■ THE TASKS ■
A. In the bug report, which component is the bug filed under?
B. Rewrite the bug report text between "Description Joseph Marques" and "don't fail unnecessarily.", inclusive, with "exception" replaced by "error".

Bug 612754

Summary:	investigate starting communications subsystem before the quartz scheduler
Product:	[Other] RHQ Project	Reporter:	Joseph Marques <jmarques>
Component:	Communications Subsystem	Assignee:	RHQ Project Maintainer <rhq-maint>
Status:	CLOSED WONTFIX	QA Contact:	Corey Welton <cwelton>
Severity:	medium	Docs Contact:
Priority:	low
Version:	3.0.0	CC:	ccrouch, mazz
Target Milestone:	---
Target Release:	---
Hardware:	All
OS:	Linux
Whiteboard:
Fixed In Version:		Doc Type:	Bug Fix
Doc Text:		Story Points:	---
Clone Of:		Environment:
Last Closed:	2011-03-24 13:59:11 UTC	Type:	---
Regression:	---	Mount Type:	---
Documentation:	---	CRM:
Verified Versions:		Category:	---
oVirt Team:	---	RHEL 7.3 requirements from Atomic Host:
Cloudforms Team:	---	Target Upstream Version:
Embargoed:

Description Joseph Marques 2010-07-08 22:52:10 UTC

The following exception indicates that the server, as it is starting up, will attempt to execute scheduled jobs prior to the communications layer being ready.  So, if we start quartz after we start the comm layer, we'll ensure that these jobs don't fail unnecessarily.

■ EXTRACTED ENTRIES ■
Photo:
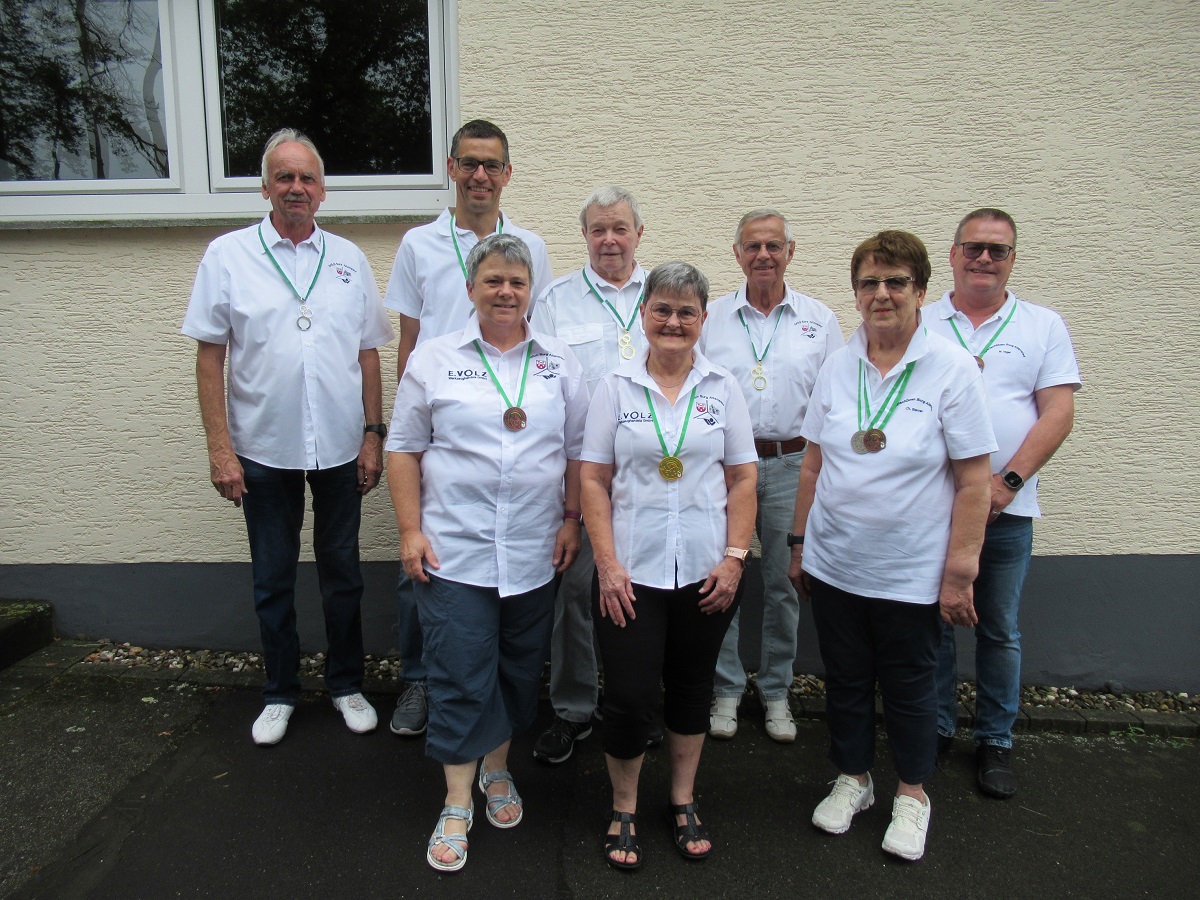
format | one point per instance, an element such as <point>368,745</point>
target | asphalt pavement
<point>127,784</point>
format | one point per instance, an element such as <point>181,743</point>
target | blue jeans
<point>778,480</point>
<point>274,508</point>
<point>1003,563</point>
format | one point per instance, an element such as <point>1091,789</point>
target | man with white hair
<point>773,339</point>
<point>595,311</point>
<point>295,312</point>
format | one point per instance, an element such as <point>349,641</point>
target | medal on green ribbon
<point>515,418</point>
<point>870,438</point>
<point>987,346</point>
<point>760,378</point>
<point>671,467</point>
<point>625,340</point>
<point>305,321</point>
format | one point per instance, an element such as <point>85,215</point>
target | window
<point>120,111</point>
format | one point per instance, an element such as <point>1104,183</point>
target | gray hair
<point>289,136</point>
<point>507,246</point>
<point>756,215</point>
<point>677,280</point>
<point>610,196</point>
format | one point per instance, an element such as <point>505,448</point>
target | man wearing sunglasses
<point>773,340</point>
<point>1030,376</point>
<point>429,289</point>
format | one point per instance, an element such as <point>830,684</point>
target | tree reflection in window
<point>81,90</point>
<point>353,76</point>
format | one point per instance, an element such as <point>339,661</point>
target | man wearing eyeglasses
<point>597,311</point>
<point>429,289</point>
<point>773,340</point>
<point>1030,376</point>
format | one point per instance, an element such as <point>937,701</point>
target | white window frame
<point>196,189</point>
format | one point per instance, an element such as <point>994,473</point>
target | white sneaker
<point>910,822</point>
<point>835,811</point>
<point>723,718</point>
<point>360,715</point>
<point>780,724</point>
<point>271,724</point>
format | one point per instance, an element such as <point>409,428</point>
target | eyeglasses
<point>469,163</point>
<point>663,313</point>
<point>973,250</point>
<point>894,285</point>
<point>774,247</point>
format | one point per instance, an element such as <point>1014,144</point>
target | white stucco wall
<point>1077,117</point>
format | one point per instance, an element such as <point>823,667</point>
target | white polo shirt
<point>880,523</point>
<point>573,313</point>
<point>1031,353</point>
<point>427,280</point>
<point>294,397</point>
<point>491,498</point>
<point>807,333</point>
<point>660,525</point>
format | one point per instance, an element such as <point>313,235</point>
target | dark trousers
<point>671,641</point>
<point>274,507</point>
<point>867,641</point>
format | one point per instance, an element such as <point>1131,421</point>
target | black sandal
<point>624,840</point>
<point>693,831</point>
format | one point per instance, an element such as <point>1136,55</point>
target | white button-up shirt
<point>880,523</point>
<point>491,498</point>
<point>573,313</point>
<point>807,333</point>
<point>659,526</point>
<point>1032,352</point>
<point>427,281</point>
<point>294,397</point>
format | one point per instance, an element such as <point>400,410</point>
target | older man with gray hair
<point>595,311</point>
<point>773,340</point>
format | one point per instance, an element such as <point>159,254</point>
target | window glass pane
<point>352,76</point>
<point>81,90</point>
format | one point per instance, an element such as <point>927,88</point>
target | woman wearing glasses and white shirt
<point>669,495</point>
<point>483,467</point>
<point>889,520</point>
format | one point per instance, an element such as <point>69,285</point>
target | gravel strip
<point>388,669</point>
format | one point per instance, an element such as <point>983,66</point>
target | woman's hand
<point>414,552</point>
<point>567,544</point>
<point>721,586</point>
<point>616,593</point>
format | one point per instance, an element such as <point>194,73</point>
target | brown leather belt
<point>771,449</point>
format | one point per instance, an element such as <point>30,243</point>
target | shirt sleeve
<point>600,431</point>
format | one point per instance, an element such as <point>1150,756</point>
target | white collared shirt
<point>294,397</point>
<point>491,498</point>
<point>573,313</point>
<point>808,333</point>
<point>659,526</point>
<point>427,281</point>
<point>1032,352</point>
<point>880,523</point>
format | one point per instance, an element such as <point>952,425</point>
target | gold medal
<point>671,468</point>
<point>515,419</point>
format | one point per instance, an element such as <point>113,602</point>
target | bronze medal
<point>671,468</point>
<point>515,419</point>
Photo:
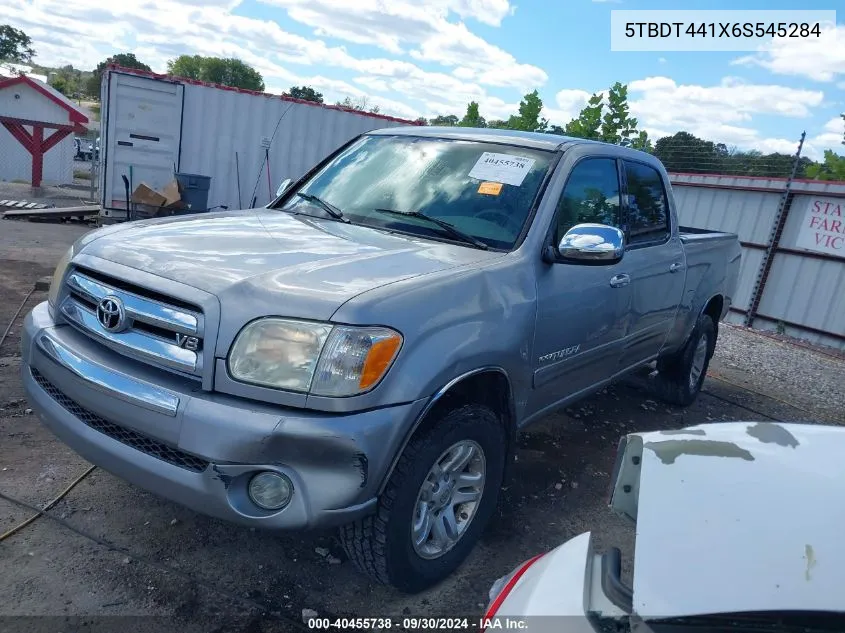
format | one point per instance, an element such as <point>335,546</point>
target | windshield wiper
<point>329,208</point>
<point>448,228</point>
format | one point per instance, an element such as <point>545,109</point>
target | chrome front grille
<point>151,328</point>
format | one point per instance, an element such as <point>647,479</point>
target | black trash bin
<point>194,188</point>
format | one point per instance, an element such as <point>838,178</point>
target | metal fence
<point>792,277</point>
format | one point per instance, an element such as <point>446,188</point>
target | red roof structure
<point>35,142</point>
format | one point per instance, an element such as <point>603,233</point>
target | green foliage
<point>67,80</point>
<point>529,119</point>
<point>447,120</point>
<point>472,118</point>
<point>126,60</point>
<point>362,104</point>
<point>683,152</point>
<point>217,70</point>
<point>588,123</point>
<point>15,45</point>
<point>609,121</point>
<point>62,85</point>
<point>306,93</point>
<point>832,168</point>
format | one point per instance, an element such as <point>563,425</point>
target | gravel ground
<point>802,377</point>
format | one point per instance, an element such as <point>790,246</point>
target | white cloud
<point>722,113</point>
<point>569,102</point>
<point>660,102</point>
<point>821,59</point>
<point>394,25</point>
<point>832,134</point>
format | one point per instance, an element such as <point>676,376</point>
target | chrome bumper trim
<point>115,384</point>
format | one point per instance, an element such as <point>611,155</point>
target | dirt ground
<point>109,549</point>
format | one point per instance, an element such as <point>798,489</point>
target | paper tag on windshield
<point>490,188</point>
<point>504,168</point>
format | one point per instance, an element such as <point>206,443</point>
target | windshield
<point>484,190</point>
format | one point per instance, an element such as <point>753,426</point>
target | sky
<point>430,57</point>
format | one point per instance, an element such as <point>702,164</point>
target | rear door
<point>655,261</point>
<point>142,122</point>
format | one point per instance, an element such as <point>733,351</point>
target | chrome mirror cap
<point>596,243</point>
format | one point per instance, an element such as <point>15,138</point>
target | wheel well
<point>489,387</point>
<point>713,309</point>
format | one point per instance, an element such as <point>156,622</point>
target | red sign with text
<point>823,226</point>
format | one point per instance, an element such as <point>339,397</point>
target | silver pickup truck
<point>363,352</point>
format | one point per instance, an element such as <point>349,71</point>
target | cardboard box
<point>172,194</point>
<point>144,194</point>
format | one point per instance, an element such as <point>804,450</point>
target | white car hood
<point>735,517</point>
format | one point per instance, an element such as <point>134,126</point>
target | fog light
<point>270,491</point>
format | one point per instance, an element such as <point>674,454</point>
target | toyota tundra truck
<point>362,352</point>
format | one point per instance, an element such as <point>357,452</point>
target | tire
<point>680,376</point>
<point>381,545</point>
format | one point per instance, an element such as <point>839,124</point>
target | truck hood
<point>735,517</point>
<point>271,262</point>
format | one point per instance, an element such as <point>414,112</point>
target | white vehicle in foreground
<point>739,528</point>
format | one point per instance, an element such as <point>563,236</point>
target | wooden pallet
<point>21,204</point>
<point>53,213</point>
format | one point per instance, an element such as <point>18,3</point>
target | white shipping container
<point>247,142</point>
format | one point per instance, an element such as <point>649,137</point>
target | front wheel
<point>680,377</point>
<point>436,503</point>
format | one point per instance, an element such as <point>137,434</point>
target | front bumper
<point>163,433</point>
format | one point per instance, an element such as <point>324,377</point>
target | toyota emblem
<point>110,314</point>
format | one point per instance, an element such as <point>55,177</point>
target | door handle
<point>618,281</point>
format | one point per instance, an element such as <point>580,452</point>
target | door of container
<point>142,120</point>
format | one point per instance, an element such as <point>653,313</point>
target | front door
<point>581,309</point>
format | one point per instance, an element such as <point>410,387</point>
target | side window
<point>648,209</point>
<point>591,195</point>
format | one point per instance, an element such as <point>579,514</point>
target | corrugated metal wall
<point>218,123</point>
<point>804,292</point>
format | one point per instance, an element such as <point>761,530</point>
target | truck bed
<point>690,234</point>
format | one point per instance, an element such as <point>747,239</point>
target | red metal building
<point>35,119</point>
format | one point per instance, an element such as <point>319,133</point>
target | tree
<point>306,93</point>
<point>609,121</point>
<point>126,60</point>
<point>588,122</point>
<point>15,45</point>
<point>448,120</point>
<point>217,70</point>
<point>833,168</point>
<point>473,118</point>
<point>66,80</point>
<point>529,118</point>
<point>362,104</point>
<point>683,152</point>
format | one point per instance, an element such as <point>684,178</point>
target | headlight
<point>316,358</point>
<point>58,277</point>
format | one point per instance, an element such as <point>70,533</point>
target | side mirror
<point>285,184</point>
<point>595,244</point>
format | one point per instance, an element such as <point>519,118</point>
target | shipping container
<point>154,126</point>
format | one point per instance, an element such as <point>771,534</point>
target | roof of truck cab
<point>534,140</point>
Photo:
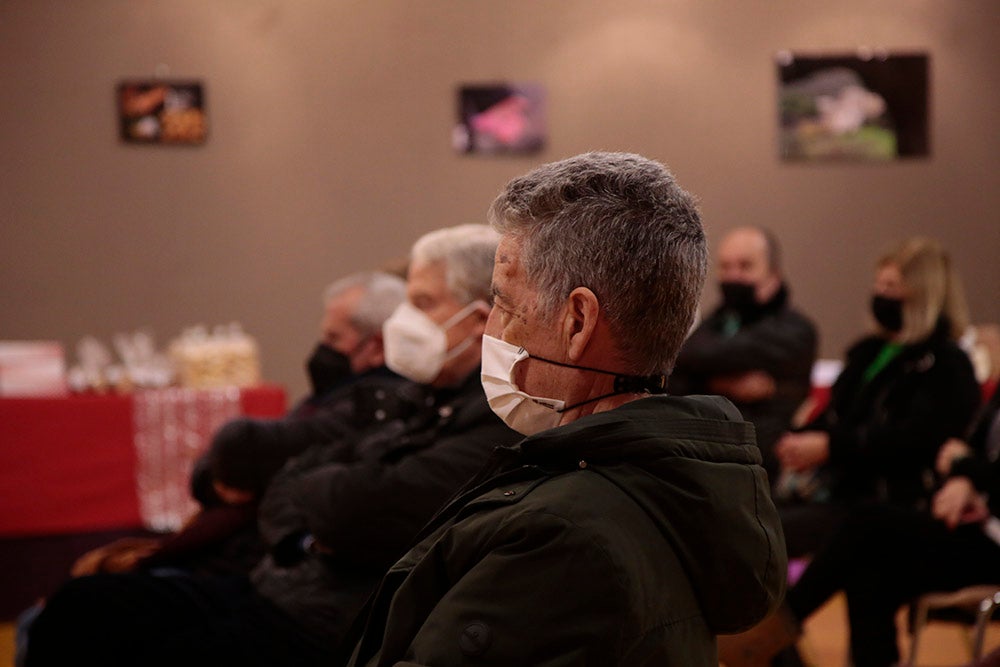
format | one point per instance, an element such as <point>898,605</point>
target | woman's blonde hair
<point>935,290</point>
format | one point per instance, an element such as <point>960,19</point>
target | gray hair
<point>467,252</point>
<point>383,292</point>
<point>620,225</point>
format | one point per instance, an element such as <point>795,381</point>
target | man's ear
<point>580,321</point>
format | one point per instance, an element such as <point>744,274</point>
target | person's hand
<point>230,494</point>
<point>119,556</point>
<point>801,451</point>
<point>952,449</point>
<point>958,502</point>
<point>748,387</point>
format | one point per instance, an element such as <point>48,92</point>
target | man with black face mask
<point>754,348</point>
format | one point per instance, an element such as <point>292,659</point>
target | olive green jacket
<point>628,537</point>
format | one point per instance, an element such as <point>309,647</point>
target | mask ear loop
<point>624,384</point>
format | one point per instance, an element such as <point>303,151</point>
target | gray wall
<point>329,148</point>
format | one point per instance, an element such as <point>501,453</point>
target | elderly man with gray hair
<point>628,527</point>
<point>334,517</point>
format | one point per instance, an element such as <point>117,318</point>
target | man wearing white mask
<point>334,518</point>
<point>627,528</point>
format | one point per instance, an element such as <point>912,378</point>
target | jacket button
<point>475,639</point>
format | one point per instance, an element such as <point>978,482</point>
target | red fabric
<point>68,464</point>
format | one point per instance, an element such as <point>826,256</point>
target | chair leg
<point>983,617</point>
<point>919,621</point>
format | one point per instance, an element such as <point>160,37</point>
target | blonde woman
<point>905,389</point>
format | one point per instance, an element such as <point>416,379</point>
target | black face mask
<point>739,297</point>
<point>888,312</point>
<point>327,368</point>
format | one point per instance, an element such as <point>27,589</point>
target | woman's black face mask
<point>888,312</point>
<point>327,368</point>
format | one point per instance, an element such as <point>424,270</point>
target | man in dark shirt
<point>754,348</point>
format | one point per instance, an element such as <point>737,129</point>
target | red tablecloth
<point>68,464</point>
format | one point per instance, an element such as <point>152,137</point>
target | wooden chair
<point>978,602</point>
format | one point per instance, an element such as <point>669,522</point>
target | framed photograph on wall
<point>162,112</point>
<point>867,106</point>
<point>500,118</point>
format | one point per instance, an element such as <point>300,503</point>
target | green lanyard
<point>888,352</point>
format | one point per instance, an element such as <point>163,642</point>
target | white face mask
<point>416,346</point>
<point>522,412</point>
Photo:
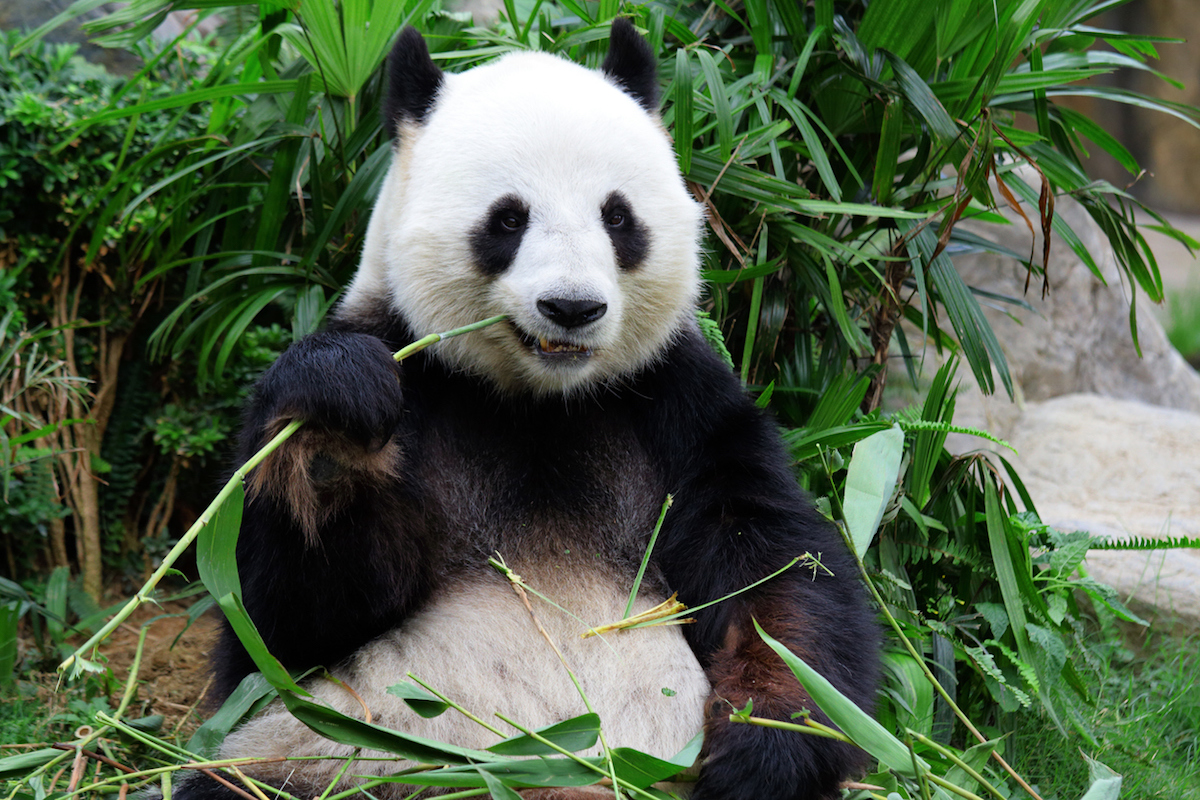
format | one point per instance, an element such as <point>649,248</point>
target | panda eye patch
<point>511,220</point>
<point>497,236</point>
<point>630,239</point>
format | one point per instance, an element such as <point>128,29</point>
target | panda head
<point>540,190</point>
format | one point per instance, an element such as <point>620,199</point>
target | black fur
<point>630,239</point>
<point>631,64</point>
<point>413,82</point>
<point>497,238</point>
<point>738,516</point>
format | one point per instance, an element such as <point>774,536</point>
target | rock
<point>1119,469</point>
<point>1079,341</point>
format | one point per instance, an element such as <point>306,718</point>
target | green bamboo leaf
<point>496,788</point>
<point>923,100</point>
<point>760,26</point>
<point>420,701</point>
<point>23,763</point>
<point>523,773</point>
<point>348,731</point>
<point>247,633</point>
<point>642,770</point>
<point>888,155</point>
<point>976,336</point>
<point>870,481</point>
<point>852,335</point>
<point>575,734</point>
<point>252,693</point>
<point>198,96</point>
<point>853,721</point>
<point>1006,570</point>
<point>720,103</point>
<point>1083,125</point>
<point>816,149</point>
<point>897,25</point>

■ RESPONSES TO THE EXERCISE ■
A. Communications Subsystem

B.
Description Joseph Marques 2010-07-08 22:52:10 UTC

The following error indicates that the server, as it is starting up, will attempt to execute scheduled jobs prior to the communications layer being ready.  So, if we start quartz after we start the comm layer, we'll ensure that these jobs don't fail unnecessarily.